• DATA RECORDS:
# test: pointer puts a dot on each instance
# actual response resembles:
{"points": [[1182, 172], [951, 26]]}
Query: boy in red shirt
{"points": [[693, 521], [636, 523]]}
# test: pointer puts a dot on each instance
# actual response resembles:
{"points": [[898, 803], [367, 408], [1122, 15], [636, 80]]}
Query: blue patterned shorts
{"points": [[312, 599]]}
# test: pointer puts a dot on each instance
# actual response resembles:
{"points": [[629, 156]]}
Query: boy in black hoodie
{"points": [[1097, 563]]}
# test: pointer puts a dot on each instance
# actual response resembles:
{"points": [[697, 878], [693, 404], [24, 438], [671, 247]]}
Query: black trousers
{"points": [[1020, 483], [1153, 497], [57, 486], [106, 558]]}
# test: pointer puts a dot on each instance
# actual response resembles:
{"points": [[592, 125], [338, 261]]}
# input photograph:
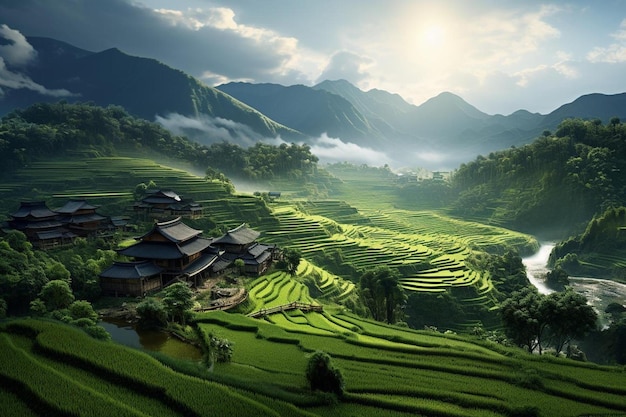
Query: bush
{"points": [[322, 375]]}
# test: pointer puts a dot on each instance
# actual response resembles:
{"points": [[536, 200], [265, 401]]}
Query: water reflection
{"points": [[128, 335]]}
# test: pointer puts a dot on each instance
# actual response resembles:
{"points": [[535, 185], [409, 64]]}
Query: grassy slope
{"points": [[388, 371]]}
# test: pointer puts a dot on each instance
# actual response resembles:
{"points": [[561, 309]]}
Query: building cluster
{"points": [[170, 251], [47, 229], [173, 251]]}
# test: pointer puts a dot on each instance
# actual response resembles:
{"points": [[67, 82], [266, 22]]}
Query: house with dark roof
{"points": [[163, 203], [179, 250], [42, 226], [131, 278], [81, 218], [240, 243]]}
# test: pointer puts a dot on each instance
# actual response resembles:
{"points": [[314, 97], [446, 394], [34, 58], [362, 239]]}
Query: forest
{"points": [[60, 129], [413, 284]]}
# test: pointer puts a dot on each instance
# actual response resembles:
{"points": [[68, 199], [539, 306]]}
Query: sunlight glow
{"points": [[434, 35]]}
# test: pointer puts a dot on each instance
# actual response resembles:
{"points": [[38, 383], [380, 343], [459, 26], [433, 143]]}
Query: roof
{"points": [[174, 231], [200, 264], [73, 206], [26, 225], [152, 250], [131, 270], [84, 218], [55, 234], [241, 235], [36, 209], [161, 196]]}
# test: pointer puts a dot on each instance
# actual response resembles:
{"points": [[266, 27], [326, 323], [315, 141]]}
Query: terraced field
{"points": [[427, 248], [410, 371]]}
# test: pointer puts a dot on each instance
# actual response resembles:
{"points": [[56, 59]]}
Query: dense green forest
{"points": [[396, 283], [552, 186], [45, 130]]}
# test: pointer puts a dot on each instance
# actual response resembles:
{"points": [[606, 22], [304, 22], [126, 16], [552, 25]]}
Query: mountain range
{"points": [[440, 133]]}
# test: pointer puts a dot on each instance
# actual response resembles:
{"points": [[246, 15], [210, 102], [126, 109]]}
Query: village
{"points": [[170, 252]]}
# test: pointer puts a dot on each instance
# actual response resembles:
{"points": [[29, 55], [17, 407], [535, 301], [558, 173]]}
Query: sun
{"points": [[434, 35]]}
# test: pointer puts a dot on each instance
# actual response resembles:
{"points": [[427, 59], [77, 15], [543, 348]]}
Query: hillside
{"points": [[310, 111]]}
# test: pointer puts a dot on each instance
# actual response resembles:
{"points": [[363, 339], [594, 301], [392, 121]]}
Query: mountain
{"points": [[590, 106], [145, 87], [307, 110]]}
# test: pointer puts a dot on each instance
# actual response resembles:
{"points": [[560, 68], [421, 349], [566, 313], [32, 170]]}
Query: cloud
{"points": [[15, 53], [329, 149], [615, 52], [347, 66], [207, 130]]}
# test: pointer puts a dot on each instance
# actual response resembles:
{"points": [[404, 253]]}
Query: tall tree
{"points": [[57, 295], [178, 300], [382, 294], [522, 318], [568, 316]]}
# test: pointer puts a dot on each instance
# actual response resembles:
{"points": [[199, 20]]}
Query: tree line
{"points": [[49, 129]]}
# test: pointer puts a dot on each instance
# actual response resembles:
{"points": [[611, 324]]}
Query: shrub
{"points": [[322, 375]]}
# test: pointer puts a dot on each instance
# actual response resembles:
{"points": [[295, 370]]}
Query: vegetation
{"points": [[352, 257], [323, 375], [530, 318], [553, 184]]}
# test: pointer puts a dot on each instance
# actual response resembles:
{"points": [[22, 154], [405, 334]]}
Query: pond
{"points": [[154, 340]]}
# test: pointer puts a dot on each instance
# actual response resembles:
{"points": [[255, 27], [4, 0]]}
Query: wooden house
{"points": [[177, 249], [131, 279], [240, 243], [41, 225], [81, 218], [160, 204]]}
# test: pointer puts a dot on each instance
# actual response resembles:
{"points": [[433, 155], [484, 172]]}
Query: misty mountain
{"points": [[145, 87], [307, 110]]}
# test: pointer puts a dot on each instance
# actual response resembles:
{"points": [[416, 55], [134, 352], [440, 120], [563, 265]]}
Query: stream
{"points": [[599, 292]]}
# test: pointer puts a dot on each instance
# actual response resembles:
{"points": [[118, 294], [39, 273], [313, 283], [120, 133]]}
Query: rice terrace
{"points": [[388, 370], [213, 239]]}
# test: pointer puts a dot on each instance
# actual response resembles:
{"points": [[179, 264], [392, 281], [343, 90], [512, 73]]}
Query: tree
{"points": [[178, 300], [152, 313], [56, 295], [240, 265], [82, 309], [382, 294], [522, 318], [568, 316], [323, 375], [557, 279], [292, 260]]}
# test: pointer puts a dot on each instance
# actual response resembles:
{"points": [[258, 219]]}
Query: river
{"points": [[127, 334], [599, 292]]}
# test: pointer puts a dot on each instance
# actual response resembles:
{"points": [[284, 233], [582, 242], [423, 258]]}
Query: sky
{"points": [[498, 55]]}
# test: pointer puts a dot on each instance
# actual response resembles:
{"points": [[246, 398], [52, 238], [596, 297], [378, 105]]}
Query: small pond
{"points": [[127, 334]]}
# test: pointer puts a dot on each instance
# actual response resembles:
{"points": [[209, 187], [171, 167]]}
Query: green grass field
{"points": [[387, 371]]}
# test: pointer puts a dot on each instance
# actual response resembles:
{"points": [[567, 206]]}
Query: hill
{"points": [[143, 86], [310, 111]]}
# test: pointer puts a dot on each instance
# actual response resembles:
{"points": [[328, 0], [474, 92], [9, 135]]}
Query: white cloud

• DESCRIPTION OF THE TASK: Repeat the material above word for word, please, apart from its images.

• ANSWER TO THE TASK:
# test: pointer puts a dot on each instance
# actual response resembles:
{"points": [[1182, 172], [951, 26]]}
Query: boy in red shirt
{"points": [[693, 521], [636, 523]]}
# test: pointer puts a dot on each instance
# actual response resembles:
{"points": [[898, 803], [367, 408], [1122, 15], [636, 80]]}
Query: blue patterned shorts
{"points": [[312, 599]]}
# test: pointer puts a dot on each instance
# actual response resembles:
{"points": [[629, 156]]}
Query: boy in black hoodie
{"points": [[1097, 563]]}
# test: pointer puts a dot on each instance
# actual response resembles:
{"points": [[697, 878], [693, 404], [24, 438], [671, 247]]}
Query: black trousers
{"points": [[1020, 483], [1153, 497], [57, 486], [106, 558]]}
# test: pointer puts a dot on each instance
# actual response resembles:
{"points": [[592, 125], [338, 261]]}
# input photograph:
Query: bush
{"points": [[322, 375]]}
# test: pointer puts a dot on each instance
# actual response resembles:
{"points": [[536, 200], [265, 401]]}
Query: water reflection
{"points": [[128, 335]]}
# test: pointer puts a dot on each instance
# actual response resembles:
{"points": [[535, 185], [409, 64]]}
Query: grassy slope
{"points": [[388, 371]]}
# test: pointer puts a dot on each instance
# actual response resembles:
{"points": [[561, 309]]}
Query: building cluster
{"points": [[170, 251], [47, 229], [173, 251]]}
# test: pointer puts a dot on each instance
# actual response resembles:
{"points": [[67, 82], [266, 22]]}
Query: house with dark roof
{"points": [[163, 203], [179, 250], [42, 226], [131, 278], [81, 218], [240, 243]]}
# test: pointer puts a dot on each instance
# actual response resembles:
{"points": [[314, 97], [446, 394], [34, 58], [362, 239]]}
Query: forest
{"points": [[60, 129], [413, 284]]}
# test: pointer puts a dot on each instance
# actual response resembles:
{"points": [[68, 199], [539, 306]]}
Query: sunlight glow
{"points": [[434, 35]]}
# test: pointer puts a dot on each instance
# actual response resembles:
{"points": [[38, 383], [380, 343], [459, 26], [433, 143]]}
Query: roof
{"points": [[174, 231], [200, 264], [73, 206], [26, 225], [152, 250], [131, 270], [84, 218], [55, 234], [241, 235], [36, 209], [161, 196]]}
# test: pointer puts a dot on each instance
# actual response resembles:
{"points": [[266, 27], [326, 323], [315, 141]]}
Query: terraced field
{"points": [[427, 248], [410, 371]]}
# test: pointer puts a dot on each instance
# actual response resembles:
{"points": [[56, 59]]}
Query: dense green forest
{"points": [[396, 283], [552, 186], [45, 130]]}
# test: pointer puts a dot on each instance
# actual response resembles:
{"points": [[606, 22], [304, 22], [126, 16], [552, 25]]}
Query: mountain range
{"points": [[440, 133]]}
# test: pointer puts a dot on each instance
# actual response resembles:
{"points": [[246, 15], [210, 102], [126, 109]]}
Query: village
{"points": [[170, 252]]}
# test: pointer puts a dot on each instance
# actual response resembles:
{"points": [[29, 55], [17, 407], [535, 301], [558, 173]]}
Query: sun
{"points": [[434, 35]]}
# test: pointer puts a dot on each instance
# actual response resembles:
{"points": [[427, 59], [77, 15], [543, 348]]}
Query: hillside
{"points": [[310, 111]]}
# test: pointer puts a dot on each instance
# actual response resembles:
{"points": [[363, 339], [594, 301], [392, 121]]}
Query: mountain
{"points": [[590, 106], [145, 87], [307, 110]]}
# test: pointer puts a dot on each instance
# actual response resembles:
{"points": [[560, 68], [421, 349], [566, 313], [32, 170]]}
Query: cloud
{"points": [[15, 53], [329, 149], [615, 52], [347, 66], [207, 130]]}
# test: pointer puts a dot on each instance
# actual response resembles:
{"points": [[404, 253]]}
Query: tall tree
{"points": [[57, 295], [178, 300], [382, 294], [522, 318], [568, 316]]}
# test: pointer puts a dot on each instance
# actual response resembles:
{"points": [[199, 20]]}
Query: tree line
{"points": [[49, 129]]}
# test: pointer puts a dot on each instance
# actual response resembles:
{"points": [[611, 324]]}
Query: shrub
{"points": [[322, 375]]}
# test: pointer puts a dot on each instance
# actual response resembles:
{"points": [[295, 370]]}
Query: vegetation
{"points": [[352, 257], [323, 375], [530, 318], [553, 184]]}
# test: pointer puts a dot on each instance
# actual response resembles:
{"points": [[22, 154], [405, 334]]}
Query: pond
{"points": [[154, 340]]}
# test: pointer puts a dot on each instance
# actual response resembles:
{"points": [[255, 27], [4, 0]]}
Query: wooden house
{"points": [[177, 249], [131, 279], [240, 243], [41, 225], [81, 218], [160, 204]]}
# test: pointer puts a dot on each instance
# actual response resembles:
{"points": [[433, 155], [484, 172]]}
Query: misty mountain
{"points": [[145, 87], [307, 110]]}
# test: pointer puts a dot on each instance
# actual response resembles:
{"points": [[416, 55], [134, 352], [440, 120], [563, 265]]}
Query: stream
{"points": [[599, 292]]}
# test: pointer puts a dot on each instance
# actual response resembles:
{"points": [[118, 294], [39, 273], [313, 283], [120, 133]]}
Query: rice terrace
{"points": [[388, 370], [213, 239]]}
# test: pointer puts a dot on each instance
# actual response resembles:
{"points": [[179, 264], [392, 281], [343, 90], [512, 73]]}
Query: tree
{"points": [[178, 300], [152, 313], [56, 295], [240, 265], [82, 309], [382, 294], [522, 318], [568, 316], [323, 375], [557, 279], [292, 260]]}
# test: pointer puts a dot on each instance
# actual response resembles:
{"points": [[258, 219]]}
Query: river
{"points": [[127, 334], [599, 292]]}
# test: pointer puts a dot on each instance
# actual response resembles:
{"points": [[284, 233], [582, 242], [423, 258]]}
Query: sky
{"points": [[498, 55]]}
# test: pointer puts a dot on each instance
# actual response resembles:
{"points": [[246, 398], [52, 238], [596, 297], [378, 105]]}
Query: small pond
{"points": [[127, 334]]}
# test: pointer puts a dot on each instance
# actual response resembles:
{"points": [[209, 187], [171, 167]]}
Query: green grass field
{"points": [[387, 371]]}
# test: pointer puts a dot on each instance
# actual response resembles:
{"points": [[567, 206]]}
Query: hill
{"points": [[143, 86], [310, 111]]}
# test: pointer puts a dot on each instance
# actual response resembles:
{"points": [[328, 0], [474, 92], [9, 135]]}
Query: white cloud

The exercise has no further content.